REQUIRED TASKS —
A – Answer these questions about the forum thread on light spots in night photos:
(i) According to Overread, what do modern DSLRs already have built in?
(ii) What price does Big Mike give for the 50mm F1.8 lens?
(iii) What kind of coatings does Big Mike think are not put in that lens in quantity?
B – Print the part of the forum thread on light spots in night photos starting with "Part of the problem" and going on through "of these reflections.".
C – Carry on the forum thread about light spots in night photos, starting after its last sentence.

Picasa Web Albums - Phani - EF 50mm night...
Thanks.


----------



## Overread (Jul 29, 2009)

Did you try taking the filter off? Could be that the filter is causing reflections on the glass - the lighspots certainly appear to be reflections of bright light spots in the shot so try shooting without the filter.
Modern DSLRs already have UV filters built in so the filter is mostly just a screen protector and not much else - further if it is a cheap filter and not multicoated then there is a very strong chance that it is the cause


----------



## Big Mike (Jul 29, 2009)

Those are most likely lens flare or reflections from within the lens.  This can happen when you have brights lights in an otherwise dark scene.  The light is reflecting off of the sensor, or part of the lens, then bouncing around in the lens.  It's not dust on the lens or on the sensor etc.

Part of the problem is probably due to your cheap lens.  I don't think they put a lot of anti-reflection coatings in the 50mm F1.8 lens.  That's why it's $80.  Also, the UV filter could be another cause of these reflections.

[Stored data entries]
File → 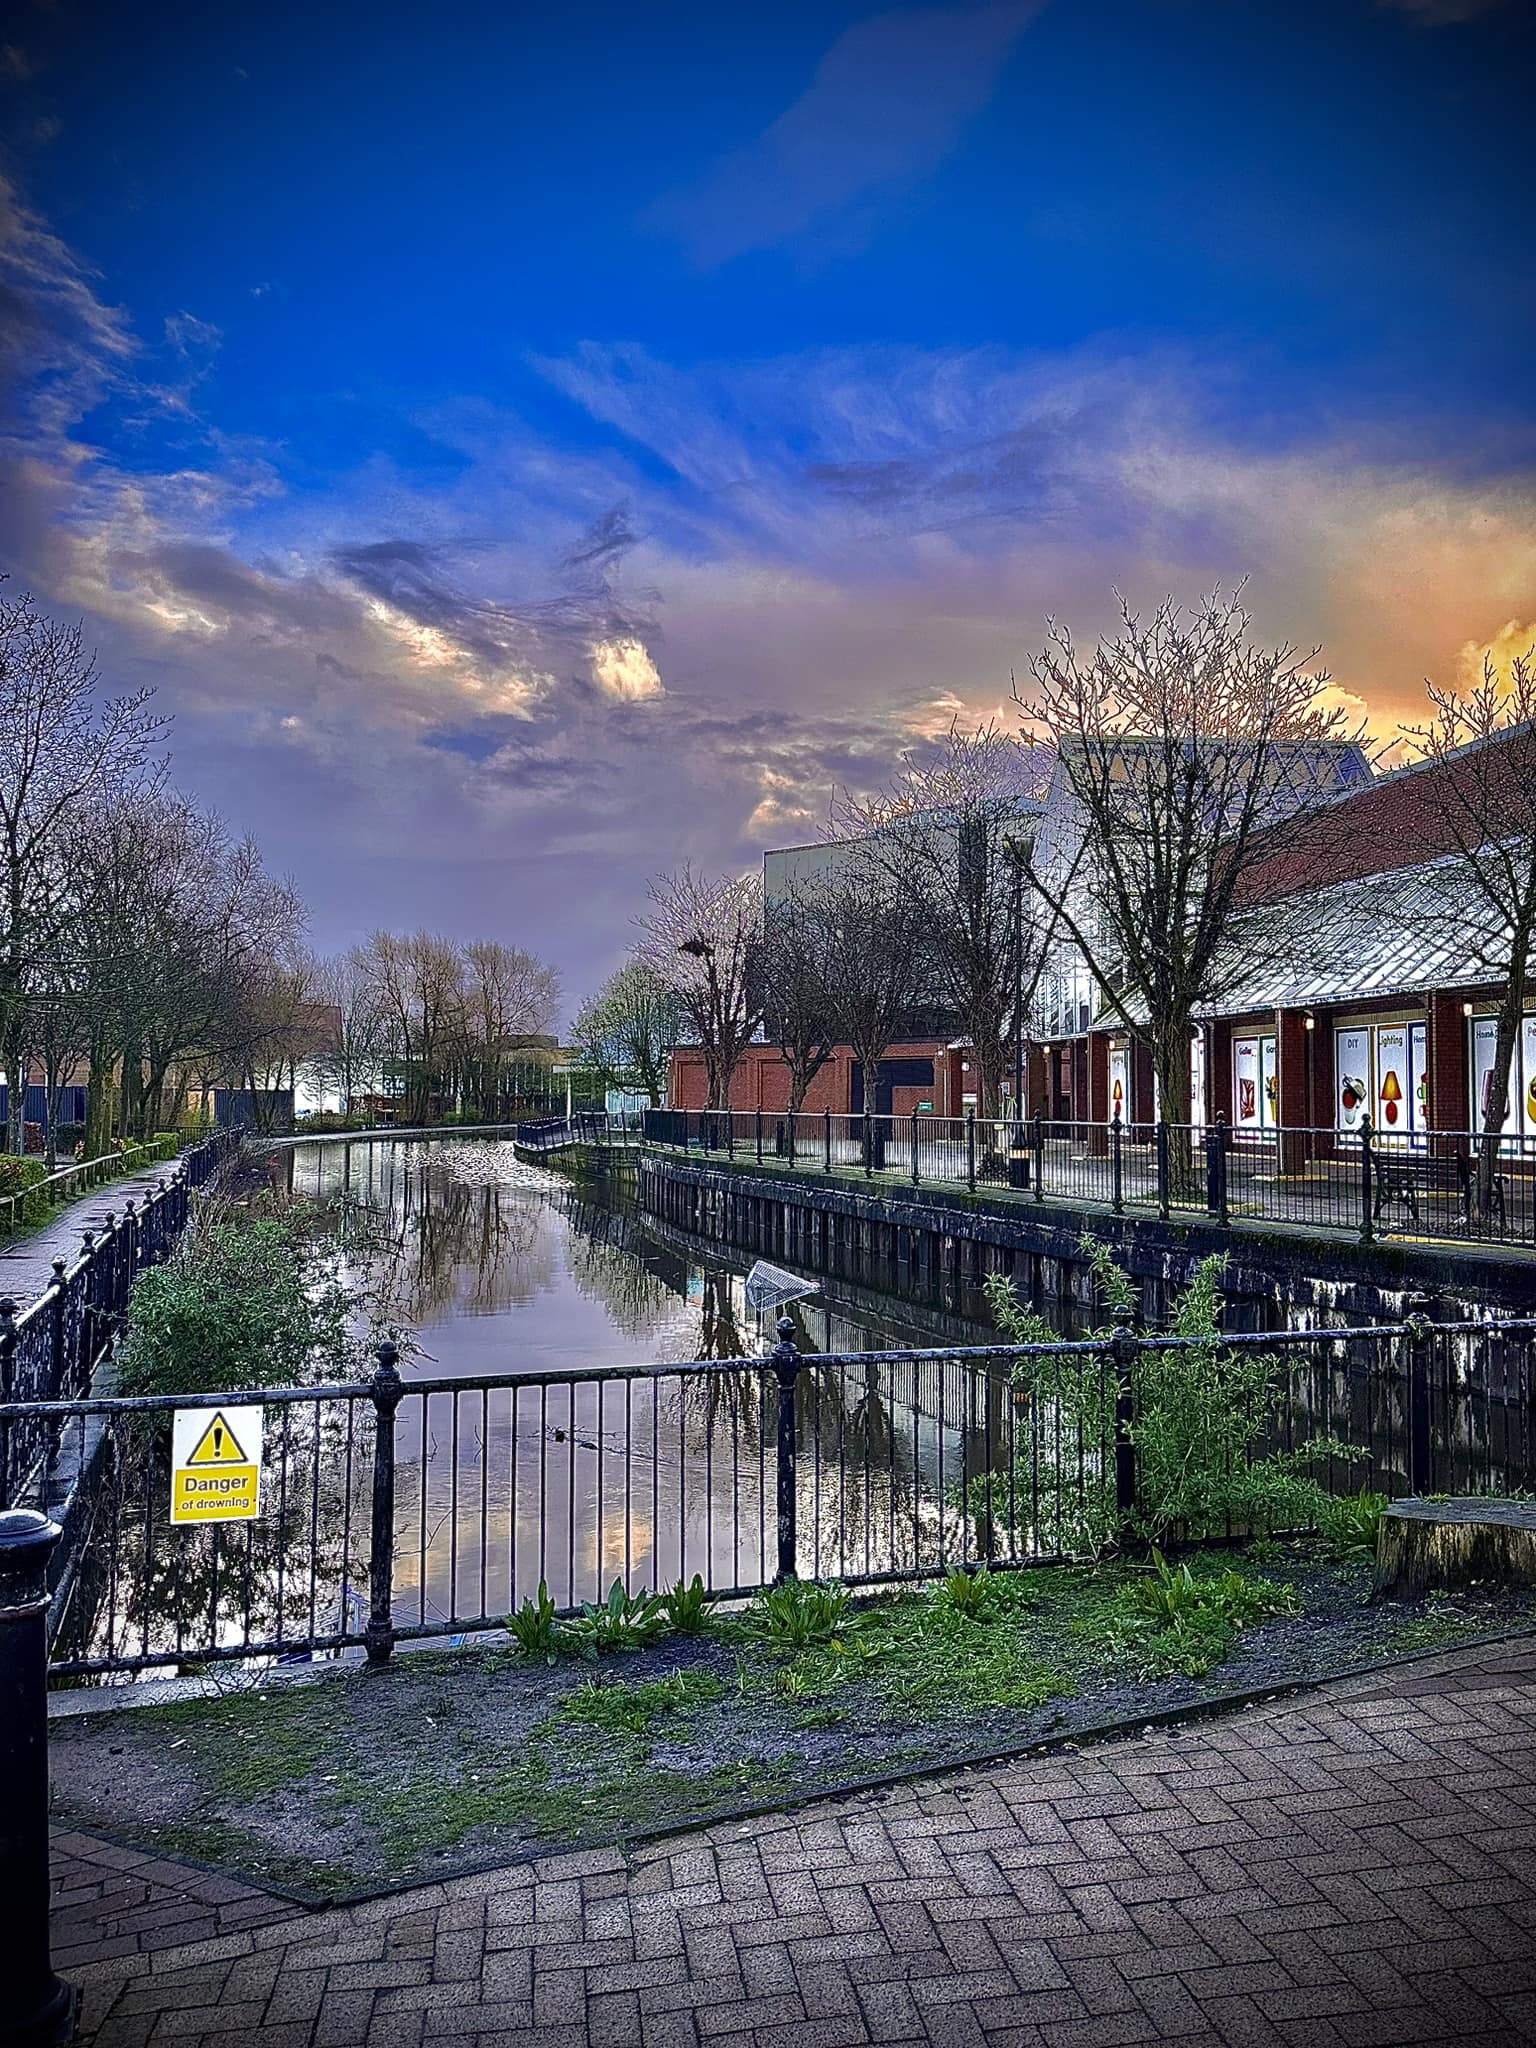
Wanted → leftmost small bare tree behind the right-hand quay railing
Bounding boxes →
[639,866,762,1110]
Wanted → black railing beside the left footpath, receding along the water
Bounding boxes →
[0,1130,240,1507]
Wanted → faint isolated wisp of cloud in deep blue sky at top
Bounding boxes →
[647,0,1042,266]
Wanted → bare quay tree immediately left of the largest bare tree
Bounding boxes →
[831,725,1051,1116]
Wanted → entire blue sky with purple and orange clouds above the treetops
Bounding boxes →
[0,0,1536,995]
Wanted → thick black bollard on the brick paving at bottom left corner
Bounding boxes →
[0,1507,76,2048]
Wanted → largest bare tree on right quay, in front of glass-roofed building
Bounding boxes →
[1018,590,1366,1171]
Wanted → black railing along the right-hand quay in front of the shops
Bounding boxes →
[643,1110,1536,1245]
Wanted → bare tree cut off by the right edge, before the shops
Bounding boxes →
[1405,643,1536,1219]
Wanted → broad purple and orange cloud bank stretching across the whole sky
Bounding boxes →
[0,174,1536,989]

EXPECTED OUTPUTS —
A –
(i) UV filters
(ii) $80
(iii) Anti-reflection coatings

B –
Part of the problem is probably due to your cheap lens.  I don't think they put a lot of anti-reflection coatings in the 50mm F1.8 lens.  That's why it's $80.  Also, the UV filter could be another cause of these reflections.

C –
Another factor might be the aperture you are shooting at.  Most lenses are weakest at the extremes...their max aperutre for example.  This lens, for example, will usually give much better quality at F2.8 than it will at F1.8.  I'm not sure if that would help reduce the flare though.


----------



## Soocom1 (Jul 29, 2009)

If the filter is thick, or the front element is deeply recessed back from where the threads are located or where the filter sits, then as Mike said it can be a refraction of light bouncing around the inside of the lens. Look through a double pained window at night some time. Youll see multiple reflections of lights. Same consept.


----------



## gsgary (Jul 29, 2009)

That is specular light Specular reflection - Wikipedia, the free encyclopedia
Get rid of the filter and don't shoot so wide open stop down to about F11


----------



## UUilliam (Jul 29, 2009)

I use a Hoya UV vilter (£5.99)
 on my 50mm II f1.8 
Had nothing like this happen.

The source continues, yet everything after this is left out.